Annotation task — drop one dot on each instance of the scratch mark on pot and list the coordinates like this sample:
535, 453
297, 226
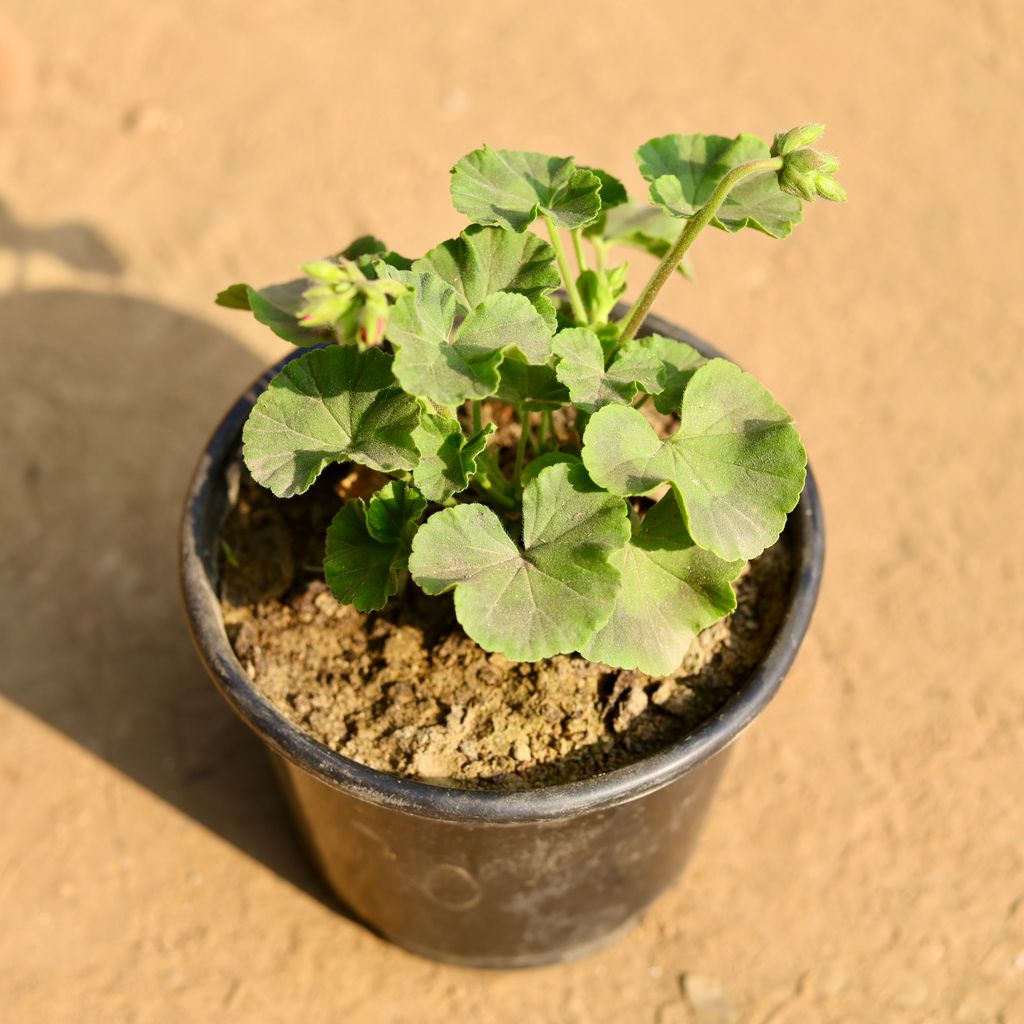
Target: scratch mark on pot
452, 887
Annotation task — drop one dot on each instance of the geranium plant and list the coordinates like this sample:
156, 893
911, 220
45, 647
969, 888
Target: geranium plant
552, 544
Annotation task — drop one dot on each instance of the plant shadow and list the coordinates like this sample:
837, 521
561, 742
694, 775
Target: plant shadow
109, 401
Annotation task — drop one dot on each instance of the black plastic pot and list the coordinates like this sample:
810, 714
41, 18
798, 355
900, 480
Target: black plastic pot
486, 879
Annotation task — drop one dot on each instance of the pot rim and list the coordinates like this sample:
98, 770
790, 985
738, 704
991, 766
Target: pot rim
449, 803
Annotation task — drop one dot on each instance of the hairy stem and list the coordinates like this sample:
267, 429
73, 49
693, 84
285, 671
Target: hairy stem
563, 266
485, 488
578, 249
520, 451
693, 226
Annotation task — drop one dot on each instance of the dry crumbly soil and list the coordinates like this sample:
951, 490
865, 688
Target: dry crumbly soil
406, 690
862, 861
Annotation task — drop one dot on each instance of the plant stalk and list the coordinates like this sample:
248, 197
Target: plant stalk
563, 267
693, 226
520, 451
578, 248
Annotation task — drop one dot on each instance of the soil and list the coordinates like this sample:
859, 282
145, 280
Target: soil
862, 860
406, 690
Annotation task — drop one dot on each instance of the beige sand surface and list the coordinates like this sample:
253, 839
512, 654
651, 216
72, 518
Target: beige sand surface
865, 861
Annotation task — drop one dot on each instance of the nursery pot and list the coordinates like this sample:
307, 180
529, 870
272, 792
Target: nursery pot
486, 879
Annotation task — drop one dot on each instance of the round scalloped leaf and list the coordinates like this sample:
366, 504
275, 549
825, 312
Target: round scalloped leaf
581, 368
275, 306
683, 171
367, 546
484, 260
449, 372
670, 591
544, 598
448, 458
531, 387
333, 404
679, 363
510, 188
736, 463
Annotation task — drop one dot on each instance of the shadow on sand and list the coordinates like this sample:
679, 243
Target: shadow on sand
108, 403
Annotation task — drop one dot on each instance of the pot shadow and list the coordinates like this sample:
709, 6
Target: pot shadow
109, 400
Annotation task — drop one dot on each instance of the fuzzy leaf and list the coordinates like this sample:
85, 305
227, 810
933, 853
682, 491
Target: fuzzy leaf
430, 366
544, 598
670, 591
736, 463
612, 190
365, 245
532, 387
683, 171
678, 361
645, 228
544, 461
484, 260
511, 189
333, 404
276, 307
393, 511
581, 369
367, 547
599, 290
448, 458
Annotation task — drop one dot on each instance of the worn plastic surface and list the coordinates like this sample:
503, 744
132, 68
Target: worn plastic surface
486, 879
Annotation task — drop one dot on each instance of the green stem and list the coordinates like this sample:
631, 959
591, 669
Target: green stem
578, 248
520, 451
563, 266
690, 230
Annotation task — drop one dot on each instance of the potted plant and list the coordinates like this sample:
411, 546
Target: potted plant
529, 481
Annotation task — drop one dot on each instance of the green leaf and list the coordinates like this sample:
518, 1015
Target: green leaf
367, 547
448, 458
535, 388
544, 461
544, 598
646, 228
511, 189
599, 290
612, 190
430, 366
365, 245
581, 369
678, 361
233, 297
393, 512
612, 195
333, 404
670, 591
484, 260
683, 171
736, 463
276, 307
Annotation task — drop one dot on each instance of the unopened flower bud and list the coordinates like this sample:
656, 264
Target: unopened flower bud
830, 189
795, 138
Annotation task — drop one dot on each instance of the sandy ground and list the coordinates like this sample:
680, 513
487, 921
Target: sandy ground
865, 861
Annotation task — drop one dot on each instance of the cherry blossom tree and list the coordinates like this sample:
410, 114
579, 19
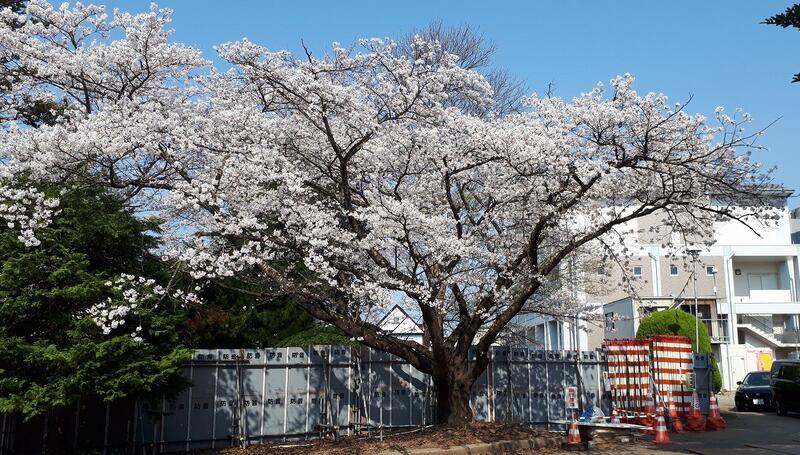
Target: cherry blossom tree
350, 181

Written request:
Begin with the line that contains "of the shadow" and copy every line through the end of the listing, exactly as written, both ends included. Pictures are not part of the copy.

Expected output:
Annotation task — drop one dot on each instance of the shadow on sand and list the coordinates like this sample:
679, 243
Target: shadow on sand
108, 403
Annotation task — drop one dot on each instance of the pot shadow and list the coordinates like this sample:
709, 6
Target: pot shadow
109, 400
Annotation task — drop one dot on each instance of the fuzzy leaf and list the coordinates like this sample:
85, 305
227, 810
933, 853
682, 491
Target: fuzzy leaf
430, 366
544, 598
670, 591
736, 463
612, 190
365, 245
532, 387
683, 171
678, 361
645, 228
544, 461
484, 260
511, 189
333, 404
276, 307
393, 511
581, 369
367, 547
599, 290
448, 458
Annotation task — drop one dot on each instance of the worn plastic surface and list the coordinates like this sample:
503, 744
132, 68
Target: worn plastic surface
486, 879
Annotation task — drop one dot on each instance of the green stem and list the coordinates like this sample:
631, 959
591, 669
Target: green stem
578, 248
520, 451
563, 266
690, 230
Annotation task — drop one dot on each instance of the potted plant and list the coordinates like this sample:
411, 546
Target: potted plant
529, 481
Annotation task — drop one dot on each instance of the green leaf and list the coordinates like this sample:
518, 1015
Target: green leaf
367, 547
448, 458
535, 388
544, 461
544, 598
646, 228
511, 189
599, 290
612, 190
430, 366
365, 245
581, 369
678, 361
233, 297
393, 512
612, 195
333, 404
670, 591
484, 260
683, 171
736, 463
276, 307
Annotation task — drop one dot on each instance of the unopened flower bud and list the coordinates like this sample:
656, 264
Target: unopened flower bud
830, 189
795, 138
Annotation task — drop one dot on each instance of the sandy ground and list the coordinates like this sample:
680, 513
487, 921
Target: sandy ground
865, 861
Annotation task — drop one dot on each instance of the cherry blossom tree and list the coordinates like this sample:
410, 114
579, 19
Target: cherry blossom tree
350, 181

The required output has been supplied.